» What is required: Reproduce, unchanged, the lines of the records from the line with "Confirm that each instance of the landscape" up to and including the line with "pixel 236 150".

>> begin Entries

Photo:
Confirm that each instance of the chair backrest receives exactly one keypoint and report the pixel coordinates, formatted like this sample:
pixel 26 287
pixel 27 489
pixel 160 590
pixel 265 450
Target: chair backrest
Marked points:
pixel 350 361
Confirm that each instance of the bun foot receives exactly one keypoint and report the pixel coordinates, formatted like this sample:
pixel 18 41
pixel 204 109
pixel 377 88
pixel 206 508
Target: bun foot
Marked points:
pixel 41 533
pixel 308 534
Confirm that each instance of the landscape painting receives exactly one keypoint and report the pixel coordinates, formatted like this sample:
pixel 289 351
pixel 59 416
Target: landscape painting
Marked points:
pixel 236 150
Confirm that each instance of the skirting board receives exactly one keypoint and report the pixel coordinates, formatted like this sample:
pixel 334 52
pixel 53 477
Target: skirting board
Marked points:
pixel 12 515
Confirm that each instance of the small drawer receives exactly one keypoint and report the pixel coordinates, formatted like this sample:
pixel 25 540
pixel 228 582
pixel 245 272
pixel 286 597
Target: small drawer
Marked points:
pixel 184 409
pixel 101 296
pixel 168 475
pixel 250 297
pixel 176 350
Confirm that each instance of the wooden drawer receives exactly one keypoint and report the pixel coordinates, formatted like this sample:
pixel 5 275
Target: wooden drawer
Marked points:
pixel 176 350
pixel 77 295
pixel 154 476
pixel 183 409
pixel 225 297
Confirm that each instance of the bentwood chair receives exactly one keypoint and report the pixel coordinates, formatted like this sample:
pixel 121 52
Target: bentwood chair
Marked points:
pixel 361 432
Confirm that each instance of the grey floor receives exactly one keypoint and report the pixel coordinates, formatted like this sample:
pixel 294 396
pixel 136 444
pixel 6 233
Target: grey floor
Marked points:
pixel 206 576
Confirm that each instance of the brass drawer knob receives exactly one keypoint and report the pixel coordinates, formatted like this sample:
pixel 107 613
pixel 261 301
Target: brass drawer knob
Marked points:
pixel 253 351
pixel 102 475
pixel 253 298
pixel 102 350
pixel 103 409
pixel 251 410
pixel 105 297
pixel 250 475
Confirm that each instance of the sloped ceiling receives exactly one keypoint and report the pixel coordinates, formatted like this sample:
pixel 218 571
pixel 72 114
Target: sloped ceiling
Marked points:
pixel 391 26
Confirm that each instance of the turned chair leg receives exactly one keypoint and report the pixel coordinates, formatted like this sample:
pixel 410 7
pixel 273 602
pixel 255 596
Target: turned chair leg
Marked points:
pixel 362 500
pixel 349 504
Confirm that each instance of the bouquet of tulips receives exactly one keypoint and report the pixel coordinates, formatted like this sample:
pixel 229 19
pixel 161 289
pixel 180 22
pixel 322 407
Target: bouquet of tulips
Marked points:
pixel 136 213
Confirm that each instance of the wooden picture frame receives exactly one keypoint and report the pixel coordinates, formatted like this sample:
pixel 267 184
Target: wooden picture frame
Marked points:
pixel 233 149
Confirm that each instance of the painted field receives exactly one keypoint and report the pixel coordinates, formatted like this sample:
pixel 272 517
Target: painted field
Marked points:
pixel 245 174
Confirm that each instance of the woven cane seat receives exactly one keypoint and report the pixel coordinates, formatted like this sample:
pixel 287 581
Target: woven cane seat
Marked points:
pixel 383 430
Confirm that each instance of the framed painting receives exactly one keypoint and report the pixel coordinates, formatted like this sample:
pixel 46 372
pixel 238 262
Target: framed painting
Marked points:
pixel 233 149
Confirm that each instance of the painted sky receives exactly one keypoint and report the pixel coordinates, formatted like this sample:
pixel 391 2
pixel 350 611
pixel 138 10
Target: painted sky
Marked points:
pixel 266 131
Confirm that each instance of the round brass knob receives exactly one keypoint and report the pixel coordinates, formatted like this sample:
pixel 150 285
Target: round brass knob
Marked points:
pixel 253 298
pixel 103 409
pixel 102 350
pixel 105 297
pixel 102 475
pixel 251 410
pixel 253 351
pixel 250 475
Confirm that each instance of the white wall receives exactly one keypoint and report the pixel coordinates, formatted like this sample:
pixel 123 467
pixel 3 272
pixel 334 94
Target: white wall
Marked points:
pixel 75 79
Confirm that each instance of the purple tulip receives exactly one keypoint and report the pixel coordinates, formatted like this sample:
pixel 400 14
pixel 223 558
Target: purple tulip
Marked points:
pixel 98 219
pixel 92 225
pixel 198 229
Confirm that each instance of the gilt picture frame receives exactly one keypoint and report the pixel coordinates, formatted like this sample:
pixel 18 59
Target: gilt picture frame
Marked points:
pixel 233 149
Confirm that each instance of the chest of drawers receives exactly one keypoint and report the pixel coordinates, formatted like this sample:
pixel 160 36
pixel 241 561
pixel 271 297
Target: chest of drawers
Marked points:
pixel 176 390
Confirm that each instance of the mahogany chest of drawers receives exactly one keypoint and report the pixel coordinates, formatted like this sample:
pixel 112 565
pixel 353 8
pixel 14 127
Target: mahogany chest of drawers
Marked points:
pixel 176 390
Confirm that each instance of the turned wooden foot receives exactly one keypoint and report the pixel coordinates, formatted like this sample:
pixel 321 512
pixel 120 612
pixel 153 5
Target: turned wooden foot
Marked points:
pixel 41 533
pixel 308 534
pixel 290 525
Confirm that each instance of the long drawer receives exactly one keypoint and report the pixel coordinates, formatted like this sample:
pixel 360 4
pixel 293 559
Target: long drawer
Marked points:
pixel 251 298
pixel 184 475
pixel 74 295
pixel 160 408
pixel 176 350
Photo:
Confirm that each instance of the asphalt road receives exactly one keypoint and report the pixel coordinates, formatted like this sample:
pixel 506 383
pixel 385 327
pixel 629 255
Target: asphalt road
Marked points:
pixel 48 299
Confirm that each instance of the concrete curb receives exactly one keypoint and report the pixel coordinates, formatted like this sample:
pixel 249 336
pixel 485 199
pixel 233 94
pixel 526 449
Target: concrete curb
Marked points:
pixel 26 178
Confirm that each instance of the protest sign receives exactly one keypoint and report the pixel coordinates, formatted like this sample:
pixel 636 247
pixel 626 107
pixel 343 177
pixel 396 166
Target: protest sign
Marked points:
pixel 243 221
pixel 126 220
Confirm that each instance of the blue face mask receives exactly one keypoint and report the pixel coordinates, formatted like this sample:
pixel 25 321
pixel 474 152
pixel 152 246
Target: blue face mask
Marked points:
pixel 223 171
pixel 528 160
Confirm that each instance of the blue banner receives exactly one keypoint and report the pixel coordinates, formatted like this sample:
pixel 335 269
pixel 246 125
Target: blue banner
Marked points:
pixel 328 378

>> end Entries

» Task response:
Confirm that each instance of the landscape painting receives exactly one keypoint and report the pixel coordinates, formatted like this sample:
pixel 289 351
pixel 59 416
Target: landscape painting
Marked points:
pixel 236 150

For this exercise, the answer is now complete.